What needs to be done.
Write out all of the entries exactly, please.

━━━ Given records ━━━

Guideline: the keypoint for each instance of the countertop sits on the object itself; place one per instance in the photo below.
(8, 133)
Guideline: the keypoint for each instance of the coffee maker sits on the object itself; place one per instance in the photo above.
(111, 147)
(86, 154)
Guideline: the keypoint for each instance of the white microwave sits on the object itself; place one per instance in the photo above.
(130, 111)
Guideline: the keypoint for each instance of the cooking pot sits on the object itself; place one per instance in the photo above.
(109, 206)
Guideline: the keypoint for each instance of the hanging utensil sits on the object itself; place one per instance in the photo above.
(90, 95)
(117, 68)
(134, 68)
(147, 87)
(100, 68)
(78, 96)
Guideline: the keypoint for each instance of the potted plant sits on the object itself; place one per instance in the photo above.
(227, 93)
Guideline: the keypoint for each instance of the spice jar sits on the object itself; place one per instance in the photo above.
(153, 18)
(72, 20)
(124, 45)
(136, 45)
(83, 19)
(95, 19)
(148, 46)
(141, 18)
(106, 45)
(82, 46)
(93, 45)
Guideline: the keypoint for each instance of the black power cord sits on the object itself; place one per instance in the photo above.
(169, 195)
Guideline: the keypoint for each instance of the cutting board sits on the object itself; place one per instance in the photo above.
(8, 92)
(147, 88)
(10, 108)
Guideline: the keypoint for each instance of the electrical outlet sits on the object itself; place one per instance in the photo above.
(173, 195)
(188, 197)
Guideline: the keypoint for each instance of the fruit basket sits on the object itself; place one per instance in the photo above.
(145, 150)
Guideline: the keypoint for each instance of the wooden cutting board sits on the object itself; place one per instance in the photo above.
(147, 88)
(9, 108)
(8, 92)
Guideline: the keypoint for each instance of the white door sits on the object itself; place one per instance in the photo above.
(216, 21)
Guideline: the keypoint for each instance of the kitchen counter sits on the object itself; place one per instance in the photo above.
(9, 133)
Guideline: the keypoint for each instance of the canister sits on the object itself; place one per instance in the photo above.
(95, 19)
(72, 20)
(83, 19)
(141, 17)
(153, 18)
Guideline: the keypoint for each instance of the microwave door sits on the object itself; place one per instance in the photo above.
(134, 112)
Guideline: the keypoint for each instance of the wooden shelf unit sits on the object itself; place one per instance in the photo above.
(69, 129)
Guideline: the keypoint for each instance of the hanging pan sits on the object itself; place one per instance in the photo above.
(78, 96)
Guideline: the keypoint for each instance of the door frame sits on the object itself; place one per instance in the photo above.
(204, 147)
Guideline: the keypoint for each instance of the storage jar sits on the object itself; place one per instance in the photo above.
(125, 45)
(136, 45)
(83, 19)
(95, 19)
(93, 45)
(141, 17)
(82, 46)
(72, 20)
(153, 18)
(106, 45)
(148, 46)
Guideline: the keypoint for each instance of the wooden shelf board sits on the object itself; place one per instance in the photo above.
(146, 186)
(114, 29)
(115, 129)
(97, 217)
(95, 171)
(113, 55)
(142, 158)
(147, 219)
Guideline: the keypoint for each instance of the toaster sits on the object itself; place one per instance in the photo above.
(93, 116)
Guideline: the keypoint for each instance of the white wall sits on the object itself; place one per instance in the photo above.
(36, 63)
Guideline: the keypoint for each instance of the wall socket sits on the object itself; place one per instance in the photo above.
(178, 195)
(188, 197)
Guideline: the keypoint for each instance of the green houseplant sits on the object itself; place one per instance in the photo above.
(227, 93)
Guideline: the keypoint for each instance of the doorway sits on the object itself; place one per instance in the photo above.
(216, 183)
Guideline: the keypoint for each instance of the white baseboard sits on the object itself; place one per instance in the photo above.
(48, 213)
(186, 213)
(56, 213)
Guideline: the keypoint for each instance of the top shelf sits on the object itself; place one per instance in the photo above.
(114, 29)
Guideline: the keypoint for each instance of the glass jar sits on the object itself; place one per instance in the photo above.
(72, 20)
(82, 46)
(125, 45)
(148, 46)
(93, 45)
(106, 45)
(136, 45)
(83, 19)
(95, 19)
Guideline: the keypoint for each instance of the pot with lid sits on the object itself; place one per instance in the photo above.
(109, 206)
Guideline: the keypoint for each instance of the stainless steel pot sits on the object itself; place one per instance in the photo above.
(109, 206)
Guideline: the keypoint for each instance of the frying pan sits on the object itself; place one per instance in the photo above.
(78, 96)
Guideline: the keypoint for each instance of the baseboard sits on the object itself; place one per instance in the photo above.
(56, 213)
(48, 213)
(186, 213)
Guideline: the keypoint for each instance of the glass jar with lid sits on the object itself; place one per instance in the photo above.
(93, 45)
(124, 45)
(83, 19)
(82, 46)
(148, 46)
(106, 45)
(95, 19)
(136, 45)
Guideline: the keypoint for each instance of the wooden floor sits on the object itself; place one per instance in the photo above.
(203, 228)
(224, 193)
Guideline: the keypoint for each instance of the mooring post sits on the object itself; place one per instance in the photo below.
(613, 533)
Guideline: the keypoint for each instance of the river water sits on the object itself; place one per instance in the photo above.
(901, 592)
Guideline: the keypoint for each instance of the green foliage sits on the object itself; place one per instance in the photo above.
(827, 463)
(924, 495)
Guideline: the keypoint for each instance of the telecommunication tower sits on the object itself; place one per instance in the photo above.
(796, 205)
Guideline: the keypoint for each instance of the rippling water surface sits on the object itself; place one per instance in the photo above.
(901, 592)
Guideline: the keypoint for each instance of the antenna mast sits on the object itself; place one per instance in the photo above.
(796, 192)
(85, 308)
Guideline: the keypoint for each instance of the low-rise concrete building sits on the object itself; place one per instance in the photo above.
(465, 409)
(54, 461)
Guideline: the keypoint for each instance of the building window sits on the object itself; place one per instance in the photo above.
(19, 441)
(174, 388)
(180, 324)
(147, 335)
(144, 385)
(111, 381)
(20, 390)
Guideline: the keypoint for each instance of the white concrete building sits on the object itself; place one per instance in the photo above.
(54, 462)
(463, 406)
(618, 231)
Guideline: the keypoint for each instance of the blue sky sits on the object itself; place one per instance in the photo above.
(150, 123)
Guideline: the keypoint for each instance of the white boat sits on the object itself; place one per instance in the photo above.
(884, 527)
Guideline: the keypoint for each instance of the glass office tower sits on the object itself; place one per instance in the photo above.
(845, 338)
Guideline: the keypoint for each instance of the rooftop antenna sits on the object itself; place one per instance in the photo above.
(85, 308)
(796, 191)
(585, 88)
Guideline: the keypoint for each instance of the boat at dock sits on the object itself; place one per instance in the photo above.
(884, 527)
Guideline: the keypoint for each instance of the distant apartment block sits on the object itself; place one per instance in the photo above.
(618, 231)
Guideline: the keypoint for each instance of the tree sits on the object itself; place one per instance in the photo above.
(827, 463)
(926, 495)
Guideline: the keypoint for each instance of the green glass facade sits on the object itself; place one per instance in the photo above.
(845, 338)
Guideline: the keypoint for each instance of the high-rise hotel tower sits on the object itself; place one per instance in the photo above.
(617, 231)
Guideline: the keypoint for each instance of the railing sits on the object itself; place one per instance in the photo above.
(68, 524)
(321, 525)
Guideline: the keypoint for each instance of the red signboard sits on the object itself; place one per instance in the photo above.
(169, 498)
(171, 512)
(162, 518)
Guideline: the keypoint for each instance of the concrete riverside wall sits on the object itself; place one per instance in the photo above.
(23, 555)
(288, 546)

━━━

Exercise output.
Guideline: the keypoint for each instance of the countertop sits on the object itself; place one per instance in the photo below.
(8, 133)
Guideline: the keypoint for each instance of the coffee maker sits on the object itself; place one per instance in the photo above.
(111, 147)
(86, 154)
Guideline: the keypoint for each instance of the white microwave sits on the object itself; place one per instance in the photo above.
(130, 111)
Guideline: the keypoint for each instance of the cooking pot sits on the object itself; place one per instance in the photo above.
(109, 206)
Guideline: the keypoint for each instance of the hanging utensil sits on the object itself; place one per instance in the photo above.
(90, 95)
(117, 68)
(134, 68)
(147, 87)
(100, 68)
(78, 96)
Guideline: the keypoint for each instance of the potted plant sits on the object itself; place one per instance in the photo above.
(227, 93)
Guideline: the keypoint for each instance of the spice jar sits on the object itself; place one per instance in the photo above.
(153, 18)
(72, 20)
(124, 45)
(136, 45)
(83, 19)
(95, 19)
(148, 46)
(141, 18)
(106, 45)
(82, 46)
(93, 45)
Guideline: the keypoint for each instance of the black power cord sits on the object itself; place one per instance in the photo above.
(169, 195)
Guideline: the keypoint for each instance of the cutting board sits on the object itself; place one per instance in the photo above.
(8, 92)
(147, 88)
(10, 108)
Guideline: the keypoint for each instance of the electrical outlet sits on the object itself; place one per instance in the photo above.
(173, 195)
(188, 197)
Guideline: the keypoint for each instance of the fruit basket sits on the object itself; place one per instance in the photo above.
(145, 150)
Guideline: the keypoint for each instance of the wooden cutting board sits on the object itself; place one per instance in the photo above.
(147, 88)
(9, 108)
(8, 92)
Guideline: the keypoint for each instance of the white door sits on the object itself; place one per instance in the photo above.
(216, 21)
Guideline: the keypoint for each instance of the kitchen counter sits on the object itself; place one per instance in the photo above.
(9, 133)
Guideline: the keypoint for each instance of the canister sits on the object itself; place one per instance in the photo above.
(95, 19)
(72, 20)
(83, 19)
(141, 17)
(153, 18)
Guideline: the keypoint for each instance of the microwave door sits on the object itself; place one per instance in the photo above.
(134, 112)
Guideline: the keypoint for each instance of the wooden shelf unit sits on the object itself; place one per instance in the photo above.
(69, 129)
Guideline: the keypoint for each instance of the hanging pan sits on the object itself; place one per instance in the photo above.
(78, 96)
Guideline: the keypoint for each instance of the door frame sits on the object itself; place one per instance in the photo above.
(204, 147)
Guideline: the keypoint for each instance of the storage jar sits on the object itself; place one per instance in the photo above.
(125, 45)
(136, 45)
(83, 19)
(95, 19)
(93, 45)
(141, 17)
(82, 46)
(72, 20)
(153, 18)
(106, 45)
(148, 46)
Guideline: the keypoint for each instance of the wooden shelf board sits on the object itself; place one per instance in the photo above.
(146, 186)
(114, 29)
(115, 129)
(97, 217)
(95, 171)
(113, 55)
(142, 158)
(147, 219)
Guideline: the keypoint for each instance of the toaster sits on the object itself; place one per instance in the photo above.
(93, 116)
Guideline: the keypoint for each instance of the white wall sits on the object itself; place one per instance in the photo above.
(36, 63)
Guideline: the keypoint for each instance of the wall socket sits on the object itself; place one per instance in the photo above.
(178, 195)
(188, 197)
Guideline: the keypoint for each instance of the green houseplant sits on the object itself; place one per instance in the photo above.
(227, 93)
Guideline: the keypoint for each instance of the doorway sits on the object itself; place one per instance in the photo above.
(216, 183)
Guideline: the keypoint for each instance of the white baseboard sits on the object itself; place one per instance in the photo above.
(48, 213)
(186, 213)
(56, 213)
Guideline: the keypoint for each instance of the top shelf sits on the object itself; place one per instance in the photo above.
(114, 29)
Guideline: the keypoint for each instance of the glass jar sits on the object itself; place one per instance in the photo above.
(72, 20)
(82, 46)
(125, 45)
(148, 46)
(93, 45)
(106, 45)
(136, 45)
(83, 19)
(95, 19)
Guideline: the keypoint for each instance of the pot with lid sits on the object itself; place one per instance in the photo above.
(109, 206)
Guideline: the keypoint for each instance of the stainless steel pot sits on the object itself; place one per instance in the photo above.
(109, 206)
Guideline: the keypoint for each instance of the frying pan sits on the object itself; place one per instance in the photo above.
(78, 96)
Guideline: the keypoint for each instance of the baseboard sits on the object itself; place one per instance in the photo above.
(56, 213)
(48, 213)
(186, 213)
Guideline: the keypoint for each instance of the glass jar with lid sits on the object itself; place one per instance in the photo above.
(93, 45)
(124, 45)
(83, 19)
(82, 46)
(148, 46)
(106, 45)
(95, 19)
(136, 45)
Guideline: the keypoint for each instance of the wooden floor sits on the object itself; place one per instance in the photo above.
(203, 228)
(224, 193)
Guideline: the keypoint for each instance of the mooring post sits on the object itself; place one per instance in the photo below.
(613, 533)
Guideline: the keypoint for each instance of the river water sits on the object itself; place one per instance in the photo above.
(901, 592)
Guideline: the keypoint for each instance of the green foliage sits on the object itself; place one per instance in the photo above.
(827, 463)
(924, 495)
Guideline: the keypoint for each instance of the telecommunication tower sits on the object itself; place one per instance in the photo above.
(796, 205)
Guideline: the keypoint for each instance of the rippling water surface sits on the object itself; place one per instance in the photo above.
(901, 592)
Guideline: the keypoint for each instance of the antenna mast sits on the object itself; place one per instance in the photo above.
(796, 192)
(85, 308)
Guideline: the keypoint for each instance of the low-rise concrete building sits on the object itself; place one per instance in the photo above.
(465, 409)
(54, 461)
Guideline: the keypoint for each instance of the building window sits on the object itself; place one per instance in the photo above.
(19, 441)
(174, 388)
(180, 324)
(147, 335)
(144, 385)
(111, 381)
(20, 390)
Guideline: the keypoint for each instance of the white concrete building sits on the object itself; place one per instance in the photo above.
(54, 462)
(463, 406)
(618, 231)
Guideline: the keypoint for each instance of the blue sky sits on the object itself; place one per instance in the photo above.
(150, 123)
Guideline: the keypoint for each instance of the white boat sits on the object itself; place one per instance in the photo above.
(884, 527)
Guideline: the keypoint for each instance of the glass office tower sits on the object itself; place one per instance in the photo above.
(845, 338)
Guideline: the keypoint for each instance of the rooftop antenna sits on the object itself; place one per instance in the photo above.
(85, 308)
(796, 191)
(585, 88)
Guideline: the keypoint for each instance of the boat at dock sits on the object itself; place one per instance in the photo above.
(884, 527)
Guideline: the keypoint for each instance of the distant apartment block sits on the object itself; place one per instance in the photo above.
(618, 231)
Guideline: the keypoint for each instance of the tree sits on the object itself; place one per instance in the photo above.
(827, 463)
(926, 495)
Guideline: the keypoint for each instance of the green glass facade sits on the object itself; place one per instance in the photo above.
(845, 338)
Guideline: the keypoint for each instance of the high-rise hotel tower sits on the object itself; place one per instance in the photo above.
(617, 231)
Guideline: the keypoint for each instance of the railing sits on the object itself; place one per instance in the photo above.
(68, 524)
(321, 525)
Guideline: the keypoint for each instance of the red signboard sits on the object itself; place one per instance in the photo above.
(169, 498)
(171, 512)
(162, 518)
Guideline: the keypoint for each instance of the concrete riverside wall sits on the object itself; place one per instance in the photo above.
(23, 555)
(288, 546)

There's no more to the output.